## Exercise instructions
Copy every record below exactly as it appears.

## Dataset records
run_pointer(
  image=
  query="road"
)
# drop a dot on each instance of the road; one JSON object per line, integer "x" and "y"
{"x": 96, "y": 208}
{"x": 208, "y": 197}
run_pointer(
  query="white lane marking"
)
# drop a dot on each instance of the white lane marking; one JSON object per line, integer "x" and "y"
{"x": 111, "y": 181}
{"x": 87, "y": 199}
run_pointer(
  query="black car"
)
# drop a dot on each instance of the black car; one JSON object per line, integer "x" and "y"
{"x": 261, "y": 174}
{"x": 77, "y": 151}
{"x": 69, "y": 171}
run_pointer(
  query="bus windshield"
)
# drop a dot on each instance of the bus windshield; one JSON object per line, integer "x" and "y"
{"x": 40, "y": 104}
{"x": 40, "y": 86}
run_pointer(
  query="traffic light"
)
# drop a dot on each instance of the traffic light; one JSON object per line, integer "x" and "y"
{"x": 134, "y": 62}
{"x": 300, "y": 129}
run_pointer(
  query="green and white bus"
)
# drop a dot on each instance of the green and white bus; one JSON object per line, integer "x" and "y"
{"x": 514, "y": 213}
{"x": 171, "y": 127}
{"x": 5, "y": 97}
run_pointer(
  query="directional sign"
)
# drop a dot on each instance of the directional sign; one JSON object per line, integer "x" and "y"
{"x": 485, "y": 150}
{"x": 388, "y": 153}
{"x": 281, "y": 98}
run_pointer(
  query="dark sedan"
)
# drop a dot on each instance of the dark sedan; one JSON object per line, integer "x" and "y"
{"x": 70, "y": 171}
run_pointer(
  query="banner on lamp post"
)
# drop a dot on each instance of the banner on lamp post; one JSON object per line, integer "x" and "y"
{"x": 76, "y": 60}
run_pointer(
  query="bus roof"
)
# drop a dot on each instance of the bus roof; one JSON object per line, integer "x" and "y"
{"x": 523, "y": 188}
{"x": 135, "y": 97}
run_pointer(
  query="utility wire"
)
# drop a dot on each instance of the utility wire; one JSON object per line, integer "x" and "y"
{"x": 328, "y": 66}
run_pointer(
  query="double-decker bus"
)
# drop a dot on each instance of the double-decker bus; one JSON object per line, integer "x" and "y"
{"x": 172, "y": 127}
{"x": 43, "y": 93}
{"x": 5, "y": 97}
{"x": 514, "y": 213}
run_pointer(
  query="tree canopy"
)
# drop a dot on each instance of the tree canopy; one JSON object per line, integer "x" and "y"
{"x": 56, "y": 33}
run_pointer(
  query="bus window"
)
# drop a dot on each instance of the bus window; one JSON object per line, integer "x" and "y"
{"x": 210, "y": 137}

## Exercise response
run_pointer(
  image=
  query="road"
)
# drop a dot on each instance of the road; one JSON object per line, integer "x" and "y"
{"x": 96, "y": 208}
{"x": 208, "y": 197}
run_pointer(
  query="white lane marking"
)
# drop a dot on each instance of the white lane marking; one JSON object per line, integer "x" and "y"
{"x": 111, "y": 181}
{"x": 87, "y": 199}
run_pointer(
  query="black car"
)
# drop a dot on each instance of the black car; one JSON object per line, integer "x" and "y"
{"x": 261, "y": 174}
{"x": 77, "y": 151}
{"x": 69, "y": 171}
run_pointer(
  query="bus windshield"
)
# drop a dot on each instance of the bus windshield; one JSON object per line, integer "x" and "y"
{"x": 40, "y": 104}
{"x": 40, "y": 86}
run_pointer(
  query="traffic light"
)
# drop a dot on each instance of the traffic light; one JSON object per line, integer "x" and "y"
{"x": 134, "y": 62}
{"x": 300, "y": 129}
run_pointer(
  query="green and white bus"
)
# drop a dot on each instance of the green and white bus; one JSON object per line, integer "x" and "y"
{"x": 514, "y": 213}
{"x": 171, "y": 127}
{"x": 5, "y": 97}
run_pointer(
  query="directional sign"
)
# drop a dot on each instance of the directional sign; one JSON object per line, integer "x" and "y"
{"x": 485, "y": 150}
{"x": 388, "y": 153}
{"x": 281, "y": 98}
run_pointer(
  query="dark sedan"
)
# drop a dot on each instance of the dark sedan; one JSON object per line, integer "x" and "y"
{"x": 70, "y": 171}
run_pointer(
  query="banner on lamp post"
)
# drop a dot on each instance of the banner on lamp post; one JSON object per line, integer "x" and "y"
{"x": 76, "y": 60}
run_pointer(
  query="bus roof"
)
# drop a dot on each instance of the bus roof; one JSON object per line, integer "x" and "y"
{"x": 523, "y": 188}
{"x": 135, "y": 97}
run_pointer(
  query="utility wire"
)
# drop a dot on each instance of the utility wire; one JSON object per line, integer "x" and "y"
{"x": 328, "y": 66}
run_pointer(
  query="double-decker bus"
)
# drop a dot on each instance of the double-decker bus; one JSON object per line, integer "x" and "y"
{"x": 172, "y": 127}
{"x": 43, "y": 93}
{"x": 5, "y": 97}
{"x": 514, "y": 213}
run_pointer(
  query="tree canopy"
)
# drop a dot on each instance of the tree canopy; one JSON object per line, integer "x" and "y"
{"x": 56, "y": 33}
run_pointer(
  query="bus window"
)
# drop a dot on each instance of the bus window; one JSON object per line, integer "x" and "y"
{"x": 210, "y": 137}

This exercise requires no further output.